(Records from a dataset)
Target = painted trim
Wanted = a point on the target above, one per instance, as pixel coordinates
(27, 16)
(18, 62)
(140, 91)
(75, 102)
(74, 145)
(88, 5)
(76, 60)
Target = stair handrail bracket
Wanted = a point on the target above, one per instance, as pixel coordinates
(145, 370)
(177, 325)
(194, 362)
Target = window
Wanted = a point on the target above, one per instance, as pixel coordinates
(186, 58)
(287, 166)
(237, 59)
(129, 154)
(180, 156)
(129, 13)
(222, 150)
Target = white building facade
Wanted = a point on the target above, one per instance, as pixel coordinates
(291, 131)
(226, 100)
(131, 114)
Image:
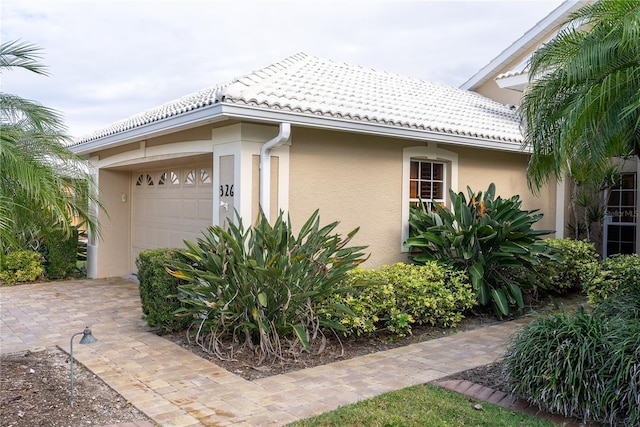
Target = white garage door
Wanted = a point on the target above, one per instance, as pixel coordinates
(169, 206)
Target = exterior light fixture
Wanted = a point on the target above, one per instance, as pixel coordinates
(87, 338)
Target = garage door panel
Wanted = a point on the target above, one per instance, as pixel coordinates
(166, 215)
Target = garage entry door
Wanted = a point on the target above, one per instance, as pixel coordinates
(170, 205)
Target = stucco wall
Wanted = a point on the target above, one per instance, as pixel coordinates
(479, 168)
(352, 179)
(357, 180)
(115, 245)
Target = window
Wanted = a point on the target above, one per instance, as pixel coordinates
(205, 176)
(163, 179)
(190, 177)
(622, 217)
(428, 172)
(426, 181)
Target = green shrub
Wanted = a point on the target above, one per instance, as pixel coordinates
(490, 238)
(395, 297)
(265, 286)
(585, 365)
(619, 273)
(61, 253)
(573, 266)
(20, 266)
(159, 290)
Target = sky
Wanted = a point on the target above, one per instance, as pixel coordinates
(110, 59)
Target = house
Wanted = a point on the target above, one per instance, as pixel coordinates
(301, 134)
(505, 78)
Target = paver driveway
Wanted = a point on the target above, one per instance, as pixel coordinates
(177, 388)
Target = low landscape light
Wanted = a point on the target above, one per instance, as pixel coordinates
(87, 338)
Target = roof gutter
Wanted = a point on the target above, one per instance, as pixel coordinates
(265, 166)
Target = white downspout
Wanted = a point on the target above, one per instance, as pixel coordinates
(265, 166)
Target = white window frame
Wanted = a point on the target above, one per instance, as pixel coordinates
(420, 180)
(430, 152)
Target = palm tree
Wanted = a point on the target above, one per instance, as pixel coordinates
(582, 106)
(42, 182)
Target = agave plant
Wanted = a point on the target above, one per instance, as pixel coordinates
(265, 286)
(490, 238)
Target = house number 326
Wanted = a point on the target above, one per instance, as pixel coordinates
(226, 190)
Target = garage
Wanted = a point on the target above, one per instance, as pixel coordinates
(169, 206)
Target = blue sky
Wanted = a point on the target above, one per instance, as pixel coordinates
(111, 59)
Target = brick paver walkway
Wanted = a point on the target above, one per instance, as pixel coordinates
(177, 388)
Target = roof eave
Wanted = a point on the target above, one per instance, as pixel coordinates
(222, 111)
(201, 116)
(379, 129)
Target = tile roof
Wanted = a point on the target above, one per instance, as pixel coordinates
(311, 86)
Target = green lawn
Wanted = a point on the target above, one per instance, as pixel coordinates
(420, 406)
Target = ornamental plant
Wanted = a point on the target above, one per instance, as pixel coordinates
(584, 365)
(265, 286)
(490, 238)
(20, 266)
(617, 274)
(577, 260)
(394, 298)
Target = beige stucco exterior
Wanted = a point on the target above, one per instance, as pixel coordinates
(352, 178)
(357, 180)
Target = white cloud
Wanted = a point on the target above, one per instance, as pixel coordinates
(111, 59)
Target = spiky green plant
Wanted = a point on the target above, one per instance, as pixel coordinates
(490, 238)
(584, 365)
(265, 286)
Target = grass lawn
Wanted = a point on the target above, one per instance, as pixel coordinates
(419, 406)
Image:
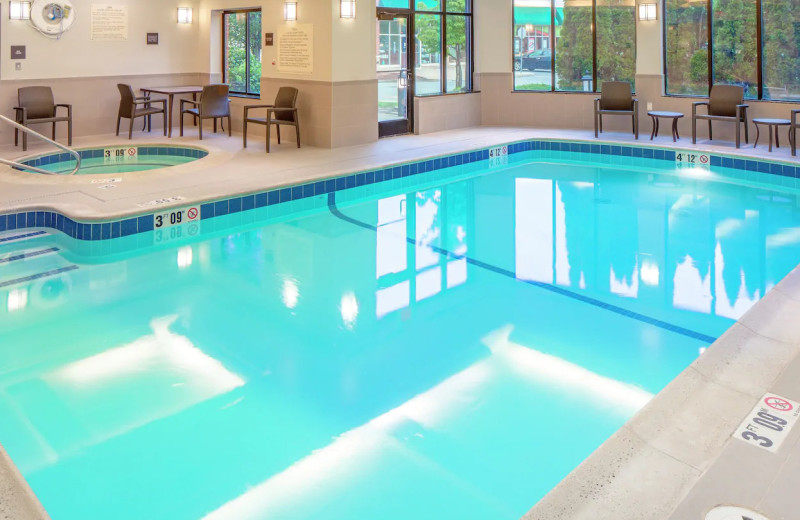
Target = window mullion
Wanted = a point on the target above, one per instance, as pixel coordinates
(710, 36)
(594, 45)
(443, 58)
(760, 50)
(247, 53)
(552, 44)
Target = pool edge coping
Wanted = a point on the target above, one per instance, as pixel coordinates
(17, 499)
(34, 509)
(664, 465)
(126, 223)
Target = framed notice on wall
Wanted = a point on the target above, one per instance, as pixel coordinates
(109, 22)
(295, 49)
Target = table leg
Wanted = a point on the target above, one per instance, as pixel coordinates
(171, 102)
(770, 137)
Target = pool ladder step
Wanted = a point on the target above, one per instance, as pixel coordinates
(20, 266)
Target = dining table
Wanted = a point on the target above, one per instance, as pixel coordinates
(171, 92)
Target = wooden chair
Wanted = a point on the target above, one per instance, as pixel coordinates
(213, 104)
(128, 108)
(283, 112)
(726, 103)
(616, 99)
(36, 106)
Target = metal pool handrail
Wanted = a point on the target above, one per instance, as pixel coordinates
(18, 126)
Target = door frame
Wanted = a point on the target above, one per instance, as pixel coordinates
(401, 126)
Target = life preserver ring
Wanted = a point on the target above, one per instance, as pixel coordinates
(52, 17)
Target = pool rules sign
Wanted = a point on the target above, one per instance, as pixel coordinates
(769, 423)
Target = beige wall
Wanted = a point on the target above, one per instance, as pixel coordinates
(500, 105)
(437, 113)
(74, 55)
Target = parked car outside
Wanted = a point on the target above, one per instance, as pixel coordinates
(539, 59)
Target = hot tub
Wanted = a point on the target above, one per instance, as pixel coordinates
(117, 159)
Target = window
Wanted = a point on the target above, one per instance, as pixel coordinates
(564, 45)
(241, 51)
(731, 53)
(442, 44)
(780, 34)
(686, 46)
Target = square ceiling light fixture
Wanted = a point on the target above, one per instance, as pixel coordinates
(184, 15)
(290, 11)
(347, 9)
(19, 10)
(647, 12)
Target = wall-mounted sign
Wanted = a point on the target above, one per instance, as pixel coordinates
(109, 22)
(296, 48)
(17, 52)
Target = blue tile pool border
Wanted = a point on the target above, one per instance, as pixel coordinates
(107, 230)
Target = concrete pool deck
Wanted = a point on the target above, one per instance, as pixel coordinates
(675, 459)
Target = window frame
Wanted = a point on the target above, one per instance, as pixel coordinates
(554, 51)
(710, 46)
(247, 11)
(443, 13)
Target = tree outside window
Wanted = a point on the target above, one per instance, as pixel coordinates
(242, 51)
(734, 42)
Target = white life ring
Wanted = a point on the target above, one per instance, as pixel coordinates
(52, 17)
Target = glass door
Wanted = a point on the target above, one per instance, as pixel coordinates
(395, 80)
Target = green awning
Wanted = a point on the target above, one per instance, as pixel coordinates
(536, 16)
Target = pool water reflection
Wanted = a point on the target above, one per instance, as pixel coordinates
(449, 352)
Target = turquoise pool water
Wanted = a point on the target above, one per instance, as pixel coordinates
(440, 350)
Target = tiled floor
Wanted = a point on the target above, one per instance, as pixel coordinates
(676, 459)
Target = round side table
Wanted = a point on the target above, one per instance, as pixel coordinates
(770, 124)
(657, 114)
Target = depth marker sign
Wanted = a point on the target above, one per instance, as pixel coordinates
(769, 423)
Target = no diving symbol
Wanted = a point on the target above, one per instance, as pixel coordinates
(776, 403)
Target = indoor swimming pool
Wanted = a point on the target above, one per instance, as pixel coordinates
(446, 346)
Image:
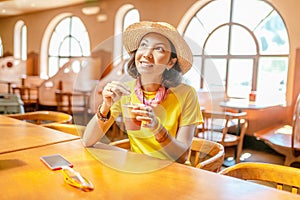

__Work item__. Every line that holds the word "ring" should be copied from the records above.

__Written reply__.
Target = life preserver ring
Target = white life ring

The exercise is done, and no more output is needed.